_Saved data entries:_
Segment Open

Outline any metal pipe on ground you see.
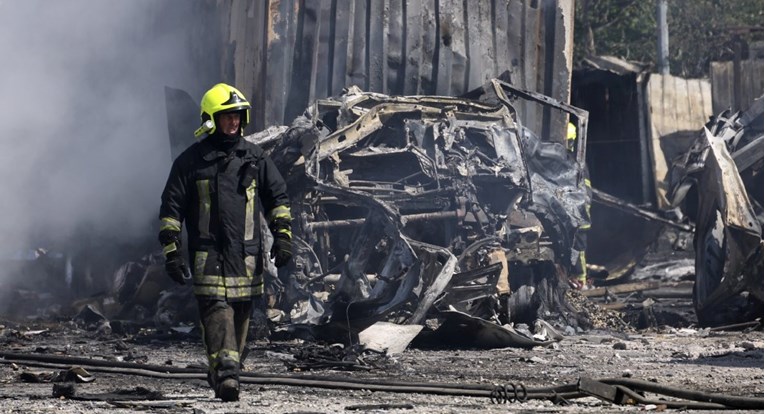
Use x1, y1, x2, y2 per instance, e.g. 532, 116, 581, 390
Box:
0, 352, 761, 408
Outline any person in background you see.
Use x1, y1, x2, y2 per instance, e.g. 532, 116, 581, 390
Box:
568, 121, 591, 290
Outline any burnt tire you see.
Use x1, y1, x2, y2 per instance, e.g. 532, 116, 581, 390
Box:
693, 210, 761, 327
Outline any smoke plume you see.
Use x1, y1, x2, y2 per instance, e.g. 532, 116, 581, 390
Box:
0, 0, 207, 293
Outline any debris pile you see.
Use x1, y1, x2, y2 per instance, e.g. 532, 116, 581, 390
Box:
249, 79, 593, 349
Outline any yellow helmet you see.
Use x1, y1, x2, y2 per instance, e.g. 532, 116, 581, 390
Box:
198, 83, 251, 136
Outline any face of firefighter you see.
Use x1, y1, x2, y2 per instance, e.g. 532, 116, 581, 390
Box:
217, 112, 241, 136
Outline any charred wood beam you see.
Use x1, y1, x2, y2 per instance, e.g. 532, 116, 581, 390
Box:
732, 135, 763, 172
307, 210, 461, 231
591, 188, 694, 232
582, 281, 661, 298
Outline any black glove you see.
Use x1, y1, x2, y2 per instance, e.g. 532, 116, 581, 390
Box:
270, 233, 292, 268
164, 250, 188, 285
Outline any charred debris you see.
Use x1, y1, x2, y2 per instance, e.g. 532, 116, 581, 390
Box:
3, 78, 598, 351
668, 96, 764, 327
249, 79, 592, 349
3, 80, 762, 353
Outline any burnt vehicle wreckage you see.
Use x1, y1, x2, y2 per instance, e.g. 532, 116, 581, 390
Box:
668, 96, 764, 327
247, 78, 592, 349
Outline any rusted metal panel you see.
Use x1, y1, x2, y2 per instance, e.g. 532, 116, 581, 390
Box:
493, 0, 510, 78
403, 0, 422, 94
505, 0, 524, 88
262, 0, 295, 127
217, 0, 573, 136
519, 0, 543, 135
348, 1, 368, 91
314, 1, 334, 99
444, 0, 467, 96
646, 74, 712, 208
367, 0, 386, 92
387, 0, 405, 95
541, 0, 573, 143
420, 0, 437, 94
249, 2, 269, 131
285, 0, 321, 124
331, 0, 352, 98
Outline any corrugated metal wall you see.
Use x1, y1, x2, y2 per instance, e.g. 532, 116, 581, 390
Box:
213, 0, 574, 140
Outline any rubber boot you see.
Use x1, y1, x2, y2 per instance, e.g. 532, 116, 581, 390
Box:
217, 378, 239, 402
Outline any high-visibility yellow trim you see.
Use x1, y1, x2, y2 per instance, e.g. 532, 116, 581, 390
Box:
576, 251, 587, 282
219, 349, 240, 363
193, 270, 263, 299
276, 228, 292, 238
194, 275, 255, 287
196, 180, 211, 238
584, 178, 592, 188
227, 284, 263, 299
193, 283, 264, 298
207, 349, 239, 368
162, 243, 178, 256
245, 256, 256, 278
207, 352, 218, 368
193, 251, 209, 277
245, 180, 256, 240
267, 205, 292, 222
191, 250, 263, 299
160, 217, 182, 232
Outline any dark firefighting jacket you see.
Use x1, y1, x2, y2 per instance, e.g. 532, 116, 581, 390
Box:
159, 137, 291, 301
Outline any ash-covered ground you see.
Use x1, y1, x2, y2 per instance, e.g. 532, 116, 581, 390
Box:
0, 318, 762, 413
1, 230, 763, 414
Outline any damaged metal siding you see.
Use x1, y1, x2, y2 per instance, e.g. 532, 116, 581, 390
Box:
215, 0, 574, 141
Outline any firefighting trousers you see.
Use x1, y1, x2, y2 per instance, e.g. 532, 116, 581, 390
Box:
197, 298, 253, 385
573, 229, 588, 282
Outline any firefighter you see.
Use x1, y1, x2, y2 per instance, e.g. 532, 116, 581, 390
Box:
568, 121, 591, 290
159, 83, 292, 401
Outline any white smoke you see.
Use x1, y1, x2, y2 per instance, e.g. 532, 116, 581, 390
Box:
0, 1, 204, 277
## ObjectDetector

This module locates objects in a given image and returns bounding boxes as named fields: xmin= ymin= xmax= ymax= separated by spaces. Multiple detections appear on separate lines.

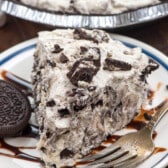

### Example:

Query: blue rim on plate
xmin=0 ymin=40 xmax=168 ymax=168
xmin=0 ymin=42 xmax=168 ymax=70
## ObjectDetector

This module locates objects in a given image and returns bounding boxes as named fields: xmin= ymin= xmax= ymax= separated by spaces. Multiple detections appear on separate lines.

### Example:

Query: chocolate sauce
xmin=0 ymin=70 xmax=32 ymax=97
xmin=91 ymin=145 xmax=106 ymax=154
xmin=147 ymin=89 xmax=155 ymax=100
xmin=0 ymin=124 xmax=40 ymax=162
xmin=0 ymin=138 xmax=41 ymax=162
xmin=152 ymin=131 xmax=157 ymax=140
xmin=127 ymin=120 xmax=146 ymax=130
xmin=105 ymin=135 xmax=121 ymax=144
xmin=154 ymin=147 xmax=167 ymax=154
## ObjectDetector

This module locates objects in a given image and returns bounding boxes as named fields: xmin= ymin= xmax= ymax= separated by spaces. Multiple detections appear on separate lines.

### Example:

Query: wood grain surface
xmin=0 ymin=15 xmax=168 ymax=57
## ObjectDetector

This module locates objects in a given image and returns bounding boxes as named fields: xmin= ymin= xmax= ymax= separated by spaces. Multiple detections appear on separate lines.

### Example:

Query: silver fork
xmin=79 ymin=100 xmax=168 ymax=168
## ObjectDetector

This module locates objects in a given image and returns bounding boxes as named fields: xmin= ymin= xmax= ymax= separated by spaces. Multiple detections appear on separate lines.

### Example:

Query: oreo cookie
xmin=67 ymin=59 xmax=98 ymax=86
xmin=103 ymin=58 xmax=132 ymax=71
xmin=0 ymin=80 xmax=31 ymax=137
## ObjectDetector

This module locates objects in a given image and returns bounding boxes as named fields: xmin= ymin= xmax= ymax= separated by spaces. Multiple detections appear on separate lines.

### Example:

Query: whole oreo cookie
xmin=0 ymin=80 xmax=31 ymax=137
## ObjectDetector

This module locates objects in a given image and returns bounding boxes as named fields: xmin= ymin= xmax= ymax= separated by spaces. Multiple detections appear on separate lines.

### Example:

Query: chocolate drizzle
xmin=0 ymin=124 xmax=40 ymax=163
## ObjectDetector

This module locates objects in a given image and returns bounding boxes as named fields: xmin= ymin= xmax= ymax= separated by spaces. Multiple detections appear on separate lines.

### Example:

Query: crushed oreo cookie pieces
xmin=140 ymin=59 xmax=159 ymax=81
xmin=74 ymin=28 xmax=99 ymax=43
xmin=166 ymin=85 xmax=168 ymax=90
xmin=81 ymin=47 xmax=101 ymax=68
xmin=60 ymin=53 xmax=69 ymax=63
xmin=69 ymin=89 xmax=89 ymax=112
xmin=103 ymin=58 xmax=132 ymax=71
xmin=46 ymin=100 xmax=56 ymax=107
xmin=93 ymin=29 xmax=110 ymax=43
xmin=73 ymin=104 xmax=86 ymax=112
xmin=46 ymin=130 xmax=52 ymax=138
xmin=91 ymin=99 xmax=104 ymax=110
xmin=52 ymin=44 xmax=63 ymax=53
xmin=67 ymin=59 xmax=99 ymax=86
xmin=50 ymin=164 xmax=57 ymax=168
xmin=88 ymin=86 xmax=96 ymax=91
xmin=74 ymin=28 xmax=109 ymax=43
xmin=47 ymin=60 xmax=56 ymax=67
xmin=80 ymin=46 xmax=88 ymax=54
xmin=58 ymin=108 xmax=70 ymax=117
xmin=40 ymin=147 xmax=47 ymax=153
xmin=60 ymin=148 xmax=74 ymax=159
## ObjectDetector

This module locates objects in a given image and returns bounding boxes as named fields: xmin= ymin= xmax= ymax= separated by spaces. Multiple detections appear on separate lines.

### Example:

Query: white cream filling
xmin=20 ymin=0 xmax=160 ymax=14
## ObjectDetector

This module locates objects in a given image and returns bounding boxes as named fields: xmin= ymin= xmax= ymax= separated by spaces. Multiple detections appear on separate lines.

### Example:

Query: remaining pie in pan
xmin=32 ymin=28 xmax=158 ymax=168
xmin=16 ymin=0 xmax=160 ymax=14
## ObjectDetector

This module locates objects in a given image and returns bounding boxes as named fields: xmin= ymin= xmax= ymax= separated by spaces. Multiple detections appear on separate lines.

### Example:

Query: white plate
xmin=0 ymin=34 xmax=168 ymax=168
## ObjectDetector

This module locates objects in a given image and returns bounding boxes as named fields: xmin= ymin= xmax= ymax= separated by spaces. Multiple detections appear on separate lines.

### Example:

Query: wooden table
xmin=1 ymin=14 xmax=168 ymax=57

Segment Closed

_What is required:_
Output the number of lines above holding the word "smoke", and nothing besides it.

_Exercise solution:_
2